■ Task objective: Lay out the listing below as a two-column CSV with a header row naming the columns request and answer, one row per entry. Put each entry's text and its answer in one double-quoted field each, with line breaks replaced by spaces.

■ Source material:
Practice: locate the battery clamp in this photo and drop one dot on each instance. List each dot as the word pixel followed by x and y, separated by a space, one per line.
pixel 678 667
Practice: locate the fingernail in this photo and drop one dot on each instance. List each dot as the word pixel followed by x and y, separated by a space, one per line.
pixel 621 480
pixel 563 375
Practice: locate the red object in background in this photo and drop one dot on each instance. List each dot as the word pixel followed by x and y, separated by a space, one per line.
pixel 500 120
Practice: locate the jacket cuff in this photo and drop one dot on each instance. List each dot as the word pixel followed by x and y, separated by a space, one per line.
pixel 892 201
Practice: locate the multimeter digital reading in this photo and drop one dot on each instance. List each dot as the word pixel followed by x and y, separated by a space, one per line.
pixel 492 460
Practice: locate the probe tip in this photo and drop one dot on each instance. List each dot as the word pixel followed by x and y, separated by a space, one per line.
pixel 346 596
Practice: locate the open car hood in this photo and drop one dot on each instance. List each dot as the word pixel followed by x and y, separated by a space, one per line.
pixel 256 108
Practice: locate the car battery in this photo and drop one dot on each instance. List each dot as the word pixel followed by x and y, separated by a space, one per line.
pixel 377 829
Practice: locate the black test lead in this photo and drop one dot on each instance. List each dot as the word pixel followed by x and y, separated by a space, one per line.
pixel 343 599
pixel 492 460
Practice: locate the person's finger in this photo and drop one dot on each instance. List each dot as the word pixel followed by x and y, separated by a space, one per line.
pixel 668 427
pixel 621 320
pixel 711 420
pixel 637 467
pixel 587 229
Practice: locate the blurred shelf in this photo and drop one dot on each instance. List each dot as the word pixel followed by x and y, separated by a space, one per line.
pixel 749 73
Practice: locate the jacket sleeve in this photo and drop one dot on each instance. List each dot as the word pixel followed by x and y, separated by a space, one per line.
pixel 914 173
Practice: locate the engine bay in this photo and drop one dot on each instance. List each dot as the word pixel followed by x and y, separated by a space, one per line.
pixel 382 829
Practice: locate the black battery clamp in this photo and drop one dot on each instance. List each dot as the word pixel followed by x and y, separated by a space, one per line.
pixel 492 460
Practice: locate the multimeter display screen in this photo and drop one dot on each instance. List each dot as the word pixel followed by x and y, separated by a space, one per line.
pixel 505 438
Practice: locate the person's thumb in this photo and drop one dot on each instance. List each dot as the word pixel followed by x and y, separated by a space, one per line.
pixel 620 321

■ Finished task:
request,answer
"Practice: locate the battery clamp in this photo and drop one dot on each instance. List each dot as the word pixel followed by x and y, separated by a space, one per line.","pixel 678 667"
"Practice: locate the fingernail in this photo and drop one dot on each instance. List each dot as the word pixel followed by x and y, separated by a space, one per line.","pixel 621 480 pixel 563 375"
"Practice: locate the red object in background in this photo and drop one dot on each instance. List each dot as the word pixel followed by x and y, separated by a space, one per line.","pixel 500 120"
"Practice: locate the jacket cuff in this photo and drop one dot on each instance. List each dot as the word pixel followed by x and y, separated by a space, one per line.","pixel 892 201"
"Practice: locate the multimeter digital reading in this photo and drop one dot on each instance. List each dot as the word pixel followed by x and y, separated by a space, one per line.","pixel 492 460"
"Practice: locate the probe tip in this photo and drop one dot on each instance. List each dot as the word pixel followed by x and y, separated by a space, one per line.","pixel 346 596"
"Practice: locate the open car hood in this photo and drop one dot on each instance. List each dot as the word pixel followed by x and y, separated by a space, one per line.","pixel 256 108"
"Practice: locate the car battery in this photo and drop one dot on each instance. List each dot as the word pixel followed by x and y, separated by a space, one per line.","pixel 377 829"
"Practice: locate the black test lead in this photo and drop one dot on each instance. List each dot as the word pixel followed by x and y, separated by a space, one per line.","pixel 343 599 pixel 492 460"
"Practice: locate the person's finger in this photo and drop one dot on each instance. List each dot as the word pixel followed by x and y, separated by a space, one per line.","pixel 668 427 pixel 621 320 pixel 711 420 pixel 637 467 pixel 587 229"
"Practice: locate the blurred shelf in this photo and drop one dot on each instance. List each dot as the word pixel followed by x and y, separated by a space, one per line.","pixel 749 73"
"Practice: locate the jacket sleeve in this photo and drop one dot on each instance. List each dot as the word pixel followed by x and y, separated by a space, one per line.","pixel 914 173"
"Practice: locate the engine bay in this photo and drop one dot on each instance. List each dot as the word pixel followed by x and y, separated by a space, one per line.","pixel 382 829"
"Practice: locate the black battery clamp in this photo and drop one dot on each instance. List each dot as the word pixel followed by x and y, separated by a space, one per line.","pixel 492 460"
"Practice: locate the multimeter display screen in this photo and drop one dot on each instance. List each dot as the word pixel followed by x and y, separated by a space, one per line.","pixel 505 438"
"Practice: locate the person's thumb in this photo and drop one dot on each instance. List each dot as the word pixel followed by x and y, separated by a space, one per line.","pixel 620 321"